____ ФРАГМЕНТ ТЕКСТА

3. Г. Сенкевич "Камо грядеши" Это была лучшая книга в моей жизни. Наряду с "Отверженными". В ней я нашла то, чего искала и не нашла в Библии. Это касается не каких-то определенных сцен или рассуждений, но невероятного, всепоглощающего чувства любви, добра, покоя, тихого счастья... Чувства такого невероятного, такого всеобъемлющего, пронизывающего насквозь до такой степени, что в какие-то моменты книгу приходилось откладывать, потому что слезы застилали всё. Даже сейчас пишу и рыдаю. Она стояла на полке года два, если не больше. Обычно я покупаю книгу и через какое-то время начинаю её читать. А "Камо грядеши" стояла, закрытая вдобавок фоторамкой, два года. Но встретились мы, я считаю, в правильный момент. Если бы я прочла её тогда, она, быть может, меня и заинтересовала, но не настолько. А сейчас, после исследования христианской мифологии, после наконец-таки заинтересованности самой религией, её сущностью, первоистоками, её догматами, после прочтения Библии, она стала для меня настоящей чашей, из которой я пила, пила и не могла напиться. Мне не хотелось ни смотреть футбол, ни чем-то заниматься - только читать и читать.

________
____ ИЗВЛЕЧЁННЫЕ ЗАПИСИ

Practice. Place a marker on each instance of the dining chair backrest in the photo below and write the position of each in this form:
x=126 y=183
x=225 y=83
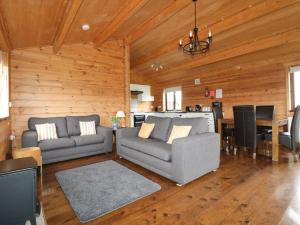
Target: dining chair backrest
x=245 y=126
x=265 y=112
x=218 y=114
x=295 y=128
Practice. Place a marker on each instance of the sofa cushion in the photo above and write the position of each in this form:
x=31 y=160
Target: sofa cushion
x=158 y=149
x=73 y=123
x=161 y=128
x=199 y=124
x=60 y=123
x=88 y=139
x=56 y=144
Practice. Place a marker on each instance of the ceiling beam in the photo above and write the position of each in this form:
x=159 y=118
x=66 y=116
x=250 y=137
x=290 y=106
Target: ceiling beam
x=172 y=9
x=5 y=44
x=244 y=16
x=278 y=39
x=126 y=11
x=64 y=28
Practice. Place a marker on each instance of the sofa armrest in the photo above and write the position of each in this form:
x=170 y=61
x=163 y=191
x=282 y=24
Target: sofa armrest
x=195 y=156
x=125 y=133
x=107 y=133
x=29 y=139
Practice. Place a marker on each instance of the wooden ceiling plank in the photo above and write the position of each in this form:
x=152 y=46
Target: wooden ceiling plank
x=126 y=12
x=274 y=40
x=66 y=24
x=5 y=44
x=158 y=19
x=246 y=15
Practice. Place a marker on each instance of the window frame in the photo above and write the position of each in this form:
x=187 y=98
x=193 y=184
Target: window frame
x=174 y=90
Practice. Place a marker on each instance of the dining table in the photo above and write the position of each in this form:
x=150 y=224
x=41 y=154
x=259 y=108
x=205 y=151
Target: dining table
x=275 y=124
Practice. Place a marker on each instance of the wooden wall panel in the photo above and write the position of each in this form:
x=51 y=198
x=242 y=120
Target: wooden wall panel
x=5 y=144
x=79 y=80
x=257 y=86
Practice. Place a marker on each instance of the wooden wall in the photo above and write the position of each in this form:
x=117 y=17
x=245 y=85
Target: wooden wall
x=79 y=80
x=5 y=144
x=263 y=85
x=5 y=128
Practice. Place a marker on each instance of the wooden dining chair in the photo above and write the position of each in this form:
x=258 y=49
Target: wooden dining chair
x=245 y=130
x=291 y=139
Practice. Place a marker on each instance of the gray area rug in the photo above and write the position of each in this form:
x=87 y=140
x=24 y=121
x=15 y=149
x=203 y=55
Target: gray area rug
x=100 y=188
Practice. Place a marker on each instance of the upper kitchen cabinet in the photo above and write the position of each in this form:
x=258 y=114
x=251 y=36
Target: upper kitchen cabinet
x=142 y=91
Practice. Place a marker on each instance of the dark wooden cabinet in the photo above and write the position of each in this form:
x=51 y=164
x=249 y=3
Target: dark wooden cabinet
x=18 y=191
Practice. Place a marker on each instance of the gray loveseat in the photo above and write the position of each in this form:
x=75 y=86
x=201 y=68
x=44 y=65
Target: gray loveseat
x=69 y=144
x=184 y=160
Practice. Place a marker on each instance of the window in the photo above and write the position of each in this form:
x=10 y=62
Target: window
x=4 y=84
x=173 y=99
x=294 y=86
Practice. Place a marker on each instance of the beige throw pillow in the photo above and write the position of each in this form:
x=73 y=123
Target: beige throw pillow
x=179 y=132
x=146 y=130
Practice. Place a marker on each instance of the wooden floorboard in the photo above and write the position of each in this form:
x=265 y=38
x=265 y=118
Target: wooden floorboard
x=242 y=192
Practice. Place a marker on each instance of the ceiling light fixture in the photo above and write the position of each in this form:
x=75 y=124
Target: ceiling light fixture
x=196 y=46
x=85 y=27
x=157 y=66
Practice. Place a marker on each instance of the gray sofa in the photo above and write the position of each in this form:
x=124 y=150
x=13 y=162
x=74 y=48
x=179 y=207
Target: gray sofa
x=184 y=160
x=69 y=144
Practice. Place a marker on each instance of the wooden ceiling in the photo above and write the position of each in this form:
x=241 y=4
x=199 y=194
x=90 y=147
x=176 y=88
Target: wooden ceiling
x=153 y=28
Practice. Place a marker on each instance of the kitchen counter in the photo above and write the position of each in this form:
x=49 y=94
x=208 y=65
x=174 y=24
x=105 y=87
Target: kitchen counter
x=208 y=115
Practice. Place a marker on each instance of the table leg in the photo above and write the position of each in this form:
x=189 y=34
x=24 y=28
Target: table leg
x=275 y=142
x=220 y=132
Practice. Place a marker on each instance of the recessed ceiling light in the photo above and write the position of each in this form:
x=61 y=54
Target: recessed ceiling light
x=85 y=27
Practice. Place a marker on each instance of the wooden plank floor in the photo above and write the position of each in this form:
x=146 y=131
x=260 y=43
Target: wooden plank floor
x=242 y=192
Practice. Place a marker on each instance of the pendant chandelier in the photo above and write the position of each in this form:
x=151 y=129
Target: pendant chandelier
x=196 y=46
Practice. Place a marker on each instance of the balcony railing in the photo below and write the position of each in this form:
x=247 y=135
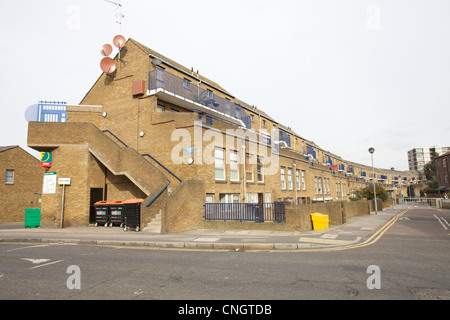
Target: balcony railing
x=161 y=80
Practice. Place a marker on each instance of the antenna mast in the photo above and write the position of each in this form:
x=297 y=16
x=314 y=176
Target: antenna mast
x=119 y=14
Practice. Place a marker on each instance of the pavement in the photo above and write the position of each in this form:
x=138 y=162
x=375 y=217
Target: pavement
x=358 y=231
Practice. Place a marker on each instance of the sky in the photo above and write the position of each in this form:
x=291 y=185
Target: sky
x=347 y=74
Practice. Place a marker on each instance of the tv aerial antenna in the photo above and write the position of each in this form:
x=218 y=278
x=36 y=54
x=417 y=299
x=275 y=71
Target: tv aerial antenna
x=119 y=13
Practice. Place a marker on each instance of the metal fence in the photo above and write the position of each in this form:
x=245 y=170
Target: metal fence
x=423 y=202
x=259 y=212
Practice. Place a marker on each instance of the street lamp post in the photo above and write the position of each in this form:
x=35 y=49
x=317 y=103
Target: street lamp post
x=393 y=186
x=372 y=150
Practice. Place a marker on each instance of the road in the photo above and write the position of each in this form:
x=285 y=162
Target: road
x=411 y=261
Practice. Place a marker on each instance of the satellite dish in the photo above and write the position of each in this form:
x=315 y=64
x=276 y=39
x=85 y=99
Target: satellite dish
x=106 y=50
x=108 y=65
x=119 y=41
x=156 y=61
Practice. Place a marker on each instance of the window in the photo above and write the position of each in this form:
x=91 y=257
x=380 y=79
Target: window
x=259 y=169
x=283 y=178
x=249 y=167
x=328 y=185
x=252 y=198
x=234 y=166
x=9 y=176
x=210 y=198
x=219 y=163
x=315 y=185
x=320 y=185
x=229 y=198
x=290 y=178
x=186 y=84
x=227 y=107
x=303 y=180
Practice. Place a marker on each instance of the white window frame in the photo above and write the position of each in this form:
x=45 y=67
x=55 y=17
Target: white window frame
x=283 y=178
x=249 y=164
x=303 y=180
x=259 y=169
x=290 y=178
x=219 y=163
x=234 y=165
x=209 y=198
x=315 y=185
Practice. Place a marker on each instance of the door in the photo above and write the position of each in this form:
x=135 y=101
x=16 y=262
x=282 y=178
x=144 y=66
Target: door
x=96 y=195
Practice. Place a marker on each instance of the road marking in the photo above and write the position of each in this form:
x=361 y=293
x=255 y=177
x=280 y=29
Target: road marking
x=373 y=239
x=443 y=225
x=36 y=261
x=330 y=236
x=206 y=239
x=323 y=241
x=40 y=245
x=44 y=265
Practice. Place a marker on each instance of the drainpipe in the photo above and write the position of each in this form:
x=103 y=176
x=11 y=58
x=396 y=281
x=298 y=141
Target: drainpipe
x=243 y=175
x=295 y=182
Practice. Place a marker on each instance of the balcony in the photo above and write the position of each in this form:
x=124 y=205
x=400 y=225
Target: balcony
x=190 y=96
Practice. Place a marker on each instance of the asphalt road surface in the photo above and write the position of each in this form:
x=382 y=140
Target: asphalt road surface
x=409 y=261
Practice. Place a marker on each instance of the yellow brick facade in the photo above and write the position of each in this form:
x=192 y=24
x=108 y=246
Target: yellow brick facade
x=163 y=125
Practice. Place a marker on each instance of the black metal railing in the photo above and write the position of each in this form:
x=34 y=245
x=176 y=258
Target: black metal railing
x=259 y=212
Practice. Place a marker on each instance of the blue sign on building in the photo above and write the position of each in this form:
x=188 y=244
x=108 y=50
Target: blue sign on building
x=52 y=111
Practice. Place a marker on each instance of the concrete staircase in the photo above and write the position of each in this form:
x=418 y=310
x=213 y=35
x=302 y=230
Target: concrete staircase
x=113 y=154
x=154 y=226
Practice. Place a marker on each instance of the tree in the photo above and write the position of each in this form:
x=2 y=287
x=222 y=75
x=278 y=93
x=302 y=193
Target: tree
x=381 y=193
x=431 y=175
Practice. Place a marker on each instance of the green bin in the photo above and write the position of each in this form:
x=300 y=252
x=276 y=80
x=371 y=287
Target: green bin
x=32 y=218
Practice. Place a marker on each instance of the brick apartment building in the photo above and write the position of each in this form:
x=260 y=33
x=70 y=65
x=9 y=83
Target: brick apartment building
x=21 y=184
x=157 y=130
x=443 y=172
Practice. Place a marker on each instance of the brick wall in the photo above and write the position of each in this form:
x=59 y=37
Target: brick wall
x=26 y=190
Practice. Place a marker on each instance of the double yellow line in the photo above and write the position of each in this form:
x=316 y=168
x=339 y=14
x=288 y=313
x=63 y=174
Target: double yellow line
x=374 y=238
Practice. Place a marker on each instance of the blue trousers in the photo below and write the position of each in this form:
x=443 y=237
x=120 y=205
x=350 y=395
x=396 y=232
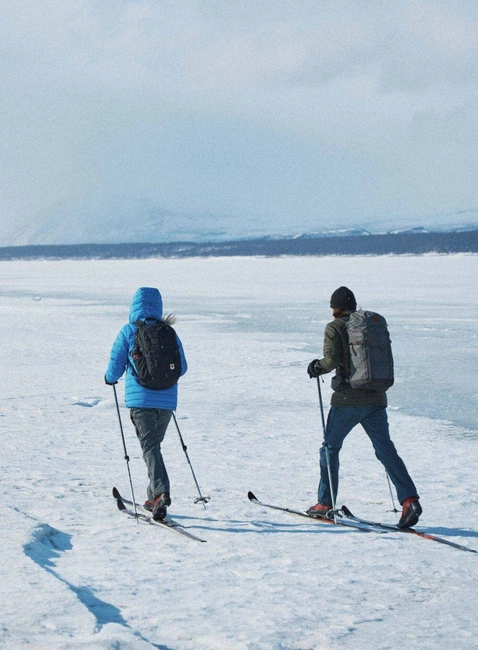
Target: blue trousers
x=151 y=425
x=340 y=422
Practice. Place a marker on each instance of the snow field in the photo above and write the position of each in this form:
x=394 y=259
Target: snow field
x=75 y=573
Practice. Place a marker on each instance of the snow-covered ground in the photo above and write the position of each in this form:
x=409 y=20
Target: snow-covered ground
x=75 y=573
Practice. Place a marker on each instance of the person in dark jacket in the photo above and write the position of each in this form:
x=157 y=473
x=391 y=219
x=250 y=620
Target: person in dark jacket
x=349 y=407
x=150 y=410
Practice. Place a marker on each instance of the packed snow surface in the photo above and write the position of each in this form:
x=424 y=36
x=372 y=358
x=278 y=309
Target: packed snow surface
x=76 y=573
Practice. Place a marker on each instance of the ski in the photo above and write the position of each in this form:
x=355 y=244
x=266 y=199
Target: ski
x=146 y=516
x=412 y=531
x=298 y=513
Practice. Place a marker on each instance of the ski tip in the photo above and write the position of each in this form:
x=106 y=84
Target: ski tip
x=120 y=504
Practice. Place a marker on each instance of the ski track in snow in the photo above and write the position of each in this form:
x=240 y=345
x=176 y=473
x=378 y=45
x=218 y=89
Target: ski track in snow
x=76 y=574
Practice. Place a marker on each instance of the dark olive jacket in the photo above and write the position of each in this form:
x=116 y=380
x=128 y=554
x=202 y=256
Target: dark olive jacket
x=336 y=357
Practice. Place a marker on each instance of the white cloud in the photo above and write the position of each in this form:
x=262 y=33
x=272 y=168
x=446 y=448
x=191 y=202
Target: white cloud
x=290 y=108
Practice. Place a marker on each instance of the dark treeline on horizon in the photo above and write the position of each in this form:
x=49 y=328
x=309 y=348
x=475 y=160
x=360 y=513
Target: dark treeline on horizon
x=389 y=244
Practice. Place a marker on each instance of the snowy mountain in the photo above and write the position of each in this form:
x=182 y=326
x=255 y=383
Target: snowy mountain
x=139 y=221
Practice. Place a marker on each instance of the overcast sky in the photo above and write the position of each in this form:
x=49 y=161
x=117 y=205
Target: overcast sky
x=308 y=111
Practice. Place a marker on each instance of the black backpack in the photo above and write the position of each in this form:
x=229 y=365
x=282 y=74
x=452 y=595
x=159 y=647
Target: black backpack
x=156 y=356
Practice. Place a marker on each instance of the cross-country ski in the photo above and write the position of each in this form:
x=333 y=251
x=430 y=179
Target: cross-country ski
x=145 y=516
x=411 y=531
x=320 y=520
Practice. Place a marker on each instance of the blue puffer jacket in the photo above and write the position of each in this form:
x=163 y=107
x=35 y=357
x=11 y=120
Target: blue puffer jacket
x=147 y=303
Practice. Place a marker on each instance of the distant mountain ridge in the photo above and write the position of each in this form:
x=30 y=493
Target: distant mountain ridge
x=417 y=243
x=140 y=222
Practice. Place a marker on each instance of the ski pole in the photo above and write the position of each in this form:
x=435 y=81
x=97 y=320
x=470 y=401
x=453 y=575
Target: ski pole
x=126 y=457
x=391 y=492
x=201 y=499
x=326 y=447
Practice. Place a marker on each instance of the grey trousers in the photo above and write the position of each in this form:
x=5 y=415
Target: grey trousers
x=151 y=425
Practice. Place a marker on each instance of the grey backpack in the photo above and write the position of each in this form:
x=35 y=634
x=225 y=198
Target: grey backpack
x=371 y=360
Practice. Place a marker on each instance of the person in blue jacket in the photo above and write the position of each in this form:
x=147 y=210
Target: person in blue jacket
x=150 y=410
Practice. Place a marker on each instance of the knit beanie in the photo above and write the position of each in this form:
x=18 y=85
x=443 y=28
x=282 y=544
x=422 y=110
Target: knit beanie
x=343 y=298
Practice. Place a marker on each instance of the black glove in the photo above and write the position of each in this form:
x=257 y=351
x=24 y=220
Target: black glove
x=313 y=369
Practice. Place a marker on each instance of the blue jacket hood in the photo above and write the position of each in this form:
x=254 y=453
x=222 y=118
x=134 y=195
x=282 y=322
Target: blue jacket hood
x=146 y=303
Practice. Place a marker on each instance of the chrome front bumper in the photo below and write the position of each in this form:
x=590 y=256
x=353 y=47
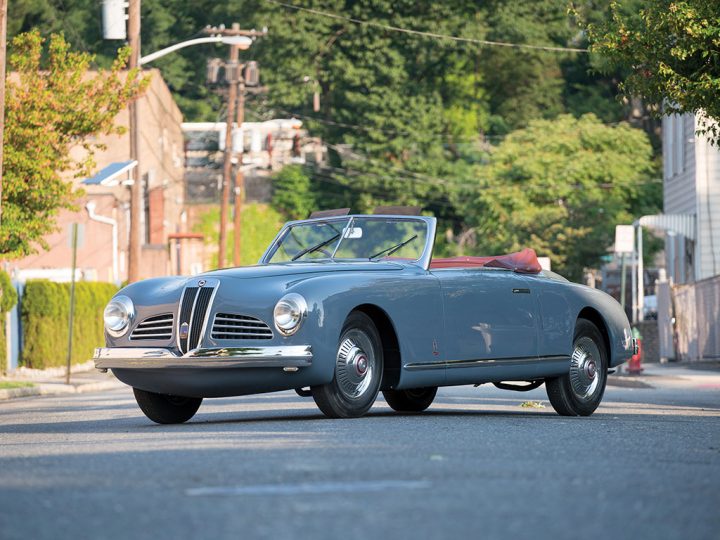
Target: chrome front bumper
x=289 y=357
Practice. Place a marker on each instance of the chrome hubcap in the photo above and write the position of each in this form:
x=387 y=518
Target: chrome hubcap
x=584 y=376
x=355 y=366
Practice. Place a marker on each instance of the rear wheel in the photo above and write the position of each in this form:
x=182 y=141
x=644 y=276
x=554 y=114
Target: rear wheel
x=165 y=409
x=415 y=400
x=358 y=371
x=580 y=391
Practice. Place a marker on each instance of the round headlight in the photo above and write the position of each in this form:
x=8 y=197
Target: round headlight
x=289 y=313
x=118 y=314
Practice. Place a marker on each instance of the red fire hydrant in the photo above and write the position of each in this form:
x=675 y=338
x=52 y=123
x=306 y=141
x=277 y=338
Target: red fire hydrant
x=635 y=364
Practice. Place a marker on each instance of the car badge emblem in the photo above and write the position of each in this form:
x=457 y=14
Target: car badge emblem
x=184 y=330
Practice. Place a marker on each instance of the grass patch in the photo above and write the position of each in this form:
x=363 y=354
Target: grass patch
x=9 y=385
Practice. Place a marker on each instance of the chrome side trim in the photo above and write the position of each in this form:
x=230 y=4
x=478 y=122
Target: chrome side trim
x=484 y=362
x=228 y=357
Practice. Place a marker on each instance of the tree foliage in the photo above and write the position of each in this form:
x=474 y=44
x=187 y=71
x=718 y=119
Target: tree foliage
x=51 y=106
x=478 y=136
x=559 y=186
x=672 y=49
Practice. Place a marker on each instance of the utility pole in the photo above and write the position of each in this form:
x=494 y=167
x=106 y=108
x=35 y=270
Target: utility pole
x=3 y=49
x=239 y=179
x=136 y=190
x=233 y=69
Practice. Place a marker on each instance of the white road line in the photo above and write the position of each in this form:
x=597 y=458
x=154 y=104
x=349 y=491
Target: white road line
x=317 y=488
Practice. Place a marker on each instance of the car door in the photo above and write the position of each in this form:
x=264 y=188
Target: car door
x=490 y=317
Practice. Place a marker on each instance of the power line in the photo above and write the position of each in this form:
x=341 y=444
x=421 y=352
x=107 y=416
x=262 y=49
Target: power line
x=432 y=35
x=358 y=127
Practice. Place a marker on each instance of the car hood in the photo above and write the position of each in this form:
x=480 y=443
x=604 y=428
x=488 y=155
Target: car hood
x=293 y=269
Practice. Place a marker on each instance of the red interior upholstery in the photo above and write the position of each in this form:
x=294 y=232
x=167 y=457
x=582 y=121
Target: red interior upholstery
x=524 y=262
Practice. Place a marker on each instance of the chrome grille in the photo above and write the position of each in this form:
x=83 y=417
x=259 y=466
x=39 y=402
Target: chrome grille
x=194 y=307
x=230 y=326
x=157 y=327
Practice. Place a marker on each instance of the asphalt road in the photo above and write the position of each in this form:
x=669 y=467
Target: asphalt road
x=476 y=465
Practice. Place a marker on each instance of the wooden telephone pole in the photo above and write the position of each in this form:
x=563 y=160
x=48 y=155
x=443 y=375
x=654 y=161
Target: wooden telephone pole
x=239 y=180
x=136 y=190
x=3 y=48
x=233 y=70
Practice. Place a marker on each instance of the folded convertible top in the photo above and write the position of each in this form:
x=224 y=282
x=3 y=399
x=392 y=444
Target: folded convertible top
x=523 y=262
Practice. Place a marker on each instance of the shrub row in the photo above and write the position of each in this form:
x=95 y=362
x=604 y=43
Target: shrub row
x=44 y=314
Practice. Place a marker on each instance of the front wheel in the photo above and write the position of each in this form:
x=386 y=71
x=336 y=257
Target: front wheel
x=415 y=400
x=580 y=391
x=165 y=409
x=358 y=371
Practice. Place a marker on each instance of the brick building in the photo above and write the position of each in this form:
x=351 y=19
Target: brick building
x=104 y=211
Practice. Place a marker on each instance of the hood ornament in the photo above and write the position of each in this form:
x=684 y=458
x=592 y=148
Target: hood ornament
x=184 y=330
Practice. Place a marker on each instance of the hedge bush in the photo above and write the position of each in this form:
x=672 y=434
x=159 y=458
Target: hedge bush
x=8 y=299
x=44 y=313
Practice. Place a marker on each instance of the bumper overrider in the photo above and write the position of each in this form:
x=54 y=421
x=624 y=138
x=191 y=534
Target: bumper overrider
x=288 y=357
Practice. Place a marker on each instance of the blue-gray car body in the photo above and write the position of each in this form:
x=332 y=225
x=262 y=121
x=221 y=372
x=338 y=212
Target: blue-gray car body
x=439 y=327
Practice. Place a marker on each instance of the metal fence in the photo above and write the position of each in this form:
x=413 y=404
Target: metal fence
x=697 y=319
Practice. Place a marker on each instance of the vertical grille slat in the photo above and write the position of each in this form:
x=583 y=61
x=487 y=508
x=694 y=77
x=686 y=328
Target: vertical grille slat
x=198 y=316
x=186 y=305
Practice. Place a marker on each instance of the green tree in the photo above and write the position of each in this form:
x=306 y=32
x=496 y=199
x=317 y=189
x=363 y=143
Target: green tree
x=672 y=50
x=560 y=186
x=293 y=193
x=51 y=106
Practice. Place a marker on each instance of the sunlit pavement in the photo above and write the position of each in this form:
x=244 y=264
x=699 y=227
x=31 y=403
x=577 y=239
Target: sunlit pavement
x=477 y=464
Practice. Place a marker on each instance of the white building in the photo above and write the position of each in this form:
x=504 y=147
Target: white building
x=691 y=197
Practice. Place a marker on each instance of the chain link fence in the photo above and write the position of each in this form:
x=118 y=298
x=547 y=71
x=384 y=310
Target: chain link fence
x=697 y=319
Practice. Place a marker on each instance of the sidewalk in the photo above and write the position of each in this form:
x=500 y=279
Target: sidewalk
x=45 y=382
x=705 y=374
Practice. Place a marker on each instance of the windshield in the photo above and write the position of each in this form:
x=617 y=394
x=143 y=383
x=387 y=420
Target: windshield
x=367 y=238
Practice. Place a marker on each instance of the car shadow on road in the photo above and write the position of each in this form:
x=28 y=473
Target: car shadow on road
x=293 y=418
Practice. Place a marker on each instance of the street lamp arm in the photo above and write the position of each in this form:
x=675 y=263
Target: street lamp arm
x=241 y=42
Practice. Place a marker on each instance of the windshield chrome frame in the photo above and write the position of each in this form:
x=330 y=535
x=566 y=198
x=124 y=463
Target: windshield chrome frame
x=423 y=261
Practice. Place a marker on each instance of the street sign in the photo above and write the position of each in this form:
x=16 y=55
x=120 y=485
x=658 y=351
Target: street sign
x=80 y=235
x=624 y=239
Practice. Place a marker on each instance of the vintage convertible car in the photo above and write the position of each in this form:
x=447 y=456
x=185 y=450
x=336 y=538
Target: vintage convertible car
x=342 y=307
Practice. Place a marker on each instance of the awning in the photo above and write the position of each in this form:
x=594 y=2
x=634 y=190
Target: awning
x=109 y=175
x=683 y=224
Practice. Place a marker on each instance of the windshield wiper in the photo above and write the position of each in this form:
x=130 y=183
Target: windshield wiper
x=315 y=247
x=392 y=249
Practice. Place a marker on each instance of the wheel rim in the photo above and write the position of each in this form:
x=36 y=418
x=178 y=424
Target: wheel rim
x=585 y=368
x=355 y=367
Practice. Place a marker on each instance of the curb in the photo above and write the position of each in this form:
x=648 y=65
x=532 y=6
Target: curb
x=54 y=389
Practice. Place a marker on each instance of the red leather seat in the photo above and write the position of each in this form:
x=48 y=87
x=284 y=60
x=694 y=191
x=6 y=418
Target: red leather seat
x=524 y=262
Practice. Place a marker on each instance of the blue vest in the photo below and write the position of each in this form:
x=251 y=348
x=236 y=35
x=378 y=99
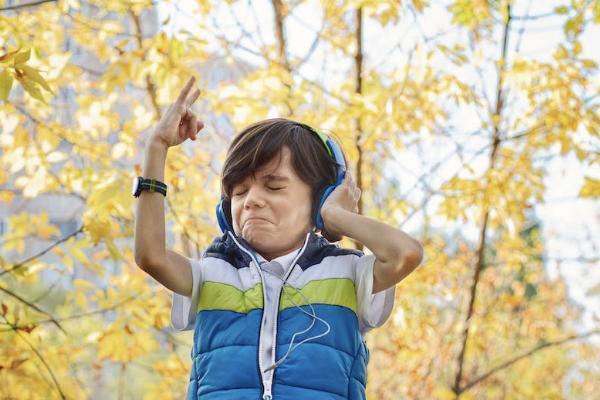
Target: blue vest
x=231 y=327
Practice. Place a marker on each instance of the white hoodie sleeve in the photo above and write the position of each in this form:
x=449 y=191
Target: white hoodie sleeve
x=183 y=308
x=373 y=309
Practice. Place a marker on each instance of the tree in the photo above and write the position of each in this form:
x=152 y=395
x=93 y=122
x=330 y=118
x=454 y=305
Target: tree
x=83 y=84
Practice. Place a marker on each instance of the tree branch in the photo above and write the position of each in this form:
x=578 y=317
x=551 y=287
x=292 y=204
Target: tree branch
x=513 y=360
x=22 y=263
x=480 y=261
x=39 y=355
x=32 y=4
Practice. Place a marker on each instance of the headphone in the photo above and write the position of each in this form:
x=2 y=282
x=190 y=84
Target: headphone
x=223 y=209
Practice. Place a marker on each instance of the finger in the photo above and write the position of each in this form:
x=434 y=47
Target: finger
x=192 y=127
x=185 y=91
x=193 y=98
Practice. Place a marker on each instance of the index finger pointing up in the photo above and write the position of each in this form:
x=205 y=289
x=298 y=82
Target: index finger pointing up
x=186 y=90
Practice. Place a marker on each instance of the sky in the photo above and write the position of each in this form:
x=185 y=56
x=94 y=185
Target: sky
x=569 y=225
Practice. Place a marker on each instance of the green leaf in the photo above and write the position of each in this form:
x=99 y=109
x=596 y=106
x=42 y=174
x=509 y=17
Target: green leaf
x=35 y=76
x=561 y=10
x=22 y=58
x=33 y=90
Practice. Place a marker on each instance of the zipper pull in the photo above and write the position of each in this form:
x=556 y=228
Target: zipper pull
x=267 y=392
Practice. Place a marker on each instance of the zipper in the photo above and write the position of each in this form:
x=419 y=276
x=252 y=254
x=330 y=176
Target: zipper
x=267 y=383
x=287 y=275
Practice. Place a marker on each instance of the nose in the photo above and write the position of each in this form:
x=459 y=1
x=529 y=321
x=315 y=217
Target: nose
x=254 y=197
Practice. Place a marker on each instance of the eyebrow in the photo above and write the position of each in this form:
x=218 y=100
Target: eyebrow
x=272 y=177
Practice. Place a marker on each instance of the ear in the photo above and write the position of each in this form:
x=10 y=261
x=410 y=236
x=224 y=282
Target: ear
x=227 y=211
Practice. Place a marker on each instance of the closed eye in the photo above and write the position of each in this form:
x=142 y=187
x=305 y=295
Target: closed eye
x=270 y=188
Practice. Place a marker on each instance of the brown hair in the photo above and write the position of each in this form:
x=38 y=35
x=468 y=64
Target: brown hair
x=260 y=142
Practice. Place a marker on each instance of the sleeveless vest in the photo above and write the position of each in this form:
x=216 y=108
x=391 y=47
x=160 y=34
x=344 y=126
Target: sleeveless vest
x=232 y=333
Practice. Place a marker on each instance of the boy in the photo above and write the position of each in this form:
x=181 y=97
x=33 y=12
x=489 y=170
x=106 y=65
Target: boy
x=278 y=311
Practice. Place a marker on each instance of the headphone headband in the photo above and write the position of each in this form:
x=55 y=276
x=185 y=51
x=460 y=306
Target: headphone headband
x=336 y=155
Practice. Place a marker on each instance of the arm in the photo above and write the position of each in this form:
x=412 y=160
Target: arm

________

● ЧТО НУЖНО СДЕЛАТЬ:
1. Процитируйте целиком отрывок о книге «Камо грядеши», не изменяя в нём ни слова.
2. Замените в записях «yellow» на «white» и приведите только строки от строки с «Practice. Place a marker on each instance of the double» до строки с «x=374 y=238» включительно, оставив всё остальное в них как есть.
Текст и записи взяты из разных источников.

● ОТВЕТЫ:
1.
3. Г. Сенкевич "Камо грядеши" Это была лучшая книга в моей жизни. Наряду с "Отверженными". В ней я нашла то, чего искала и не нашла в Библии. Это касается не каких-то определенных сцен или рассуждений, но невероятного, всепоглощающего чувства любви, добра, покоя, тихого счастья... Чувства такого невероятного, такого всеобъемлющего, пронизывающего насквозь до такой степени, что в какие-то моменты книгу приходилось откладывать, потому что слезы застилали всё. Даже сейчас пишу и рыдаю. Она стояла на полке года два, если не больше. Обычно я покупаю книгу и через какое-то время начинаю её читать. А "Камо грядеши" стояла, закрытая вдобавок фоторамкой, два года. Но встретились мы, я считаю, в правильный момент. Если бы я прочла её тогда, она, быть может, меня и заинтересовала, но не настолько. А сейчас, после исследования христианской мифологии, после наконец-таки заинтересованности самой религией, её сущностью, первоистоками, её догматами, после прочтения Библии, она стала для меня настоящей чашей, из которой я пила, пила и не могла напиться. Мне не хотелось ни смотреть футбол, ни чем-то заниматься - только читать и читать.

2.
Practice. Place a marker on each instance of the double white line in the photo above and write the position of each in this form:
x=316 y=168
x=339 y=14
x=288 y=313
x=63 y=174
Target: double white line
x=374 y=238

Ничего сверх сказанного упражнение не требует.